### Instruction
Render the lines below as a Markdown table with two columns, Row and Line, putting each line's number under Row and the line under Line. Leave out any blank lines.
-- begin --
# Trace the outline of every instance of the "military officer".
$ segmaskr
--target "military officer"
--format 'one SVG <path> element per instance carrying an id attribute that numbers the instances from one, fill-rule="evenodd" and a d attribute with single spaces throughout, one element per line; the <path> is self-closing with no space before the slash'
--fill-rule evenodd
-- end --
### Expected output
| Row | Line |
|---|---|
| 1 | # Trace the outline of every instance of the "military officer". |
| 2 | $ segmaskr |
| 3 | --target "military officer" |
| 4 | --format 'one SVG <path> element per instance carrying an id attribute that numbers the instances from one, fill-rule="evenodd" and a d attribute with single spaces throughout, one element per line; the <path> is self-closing with no space before the slash' |
| 5 | --fill-rule evenodd |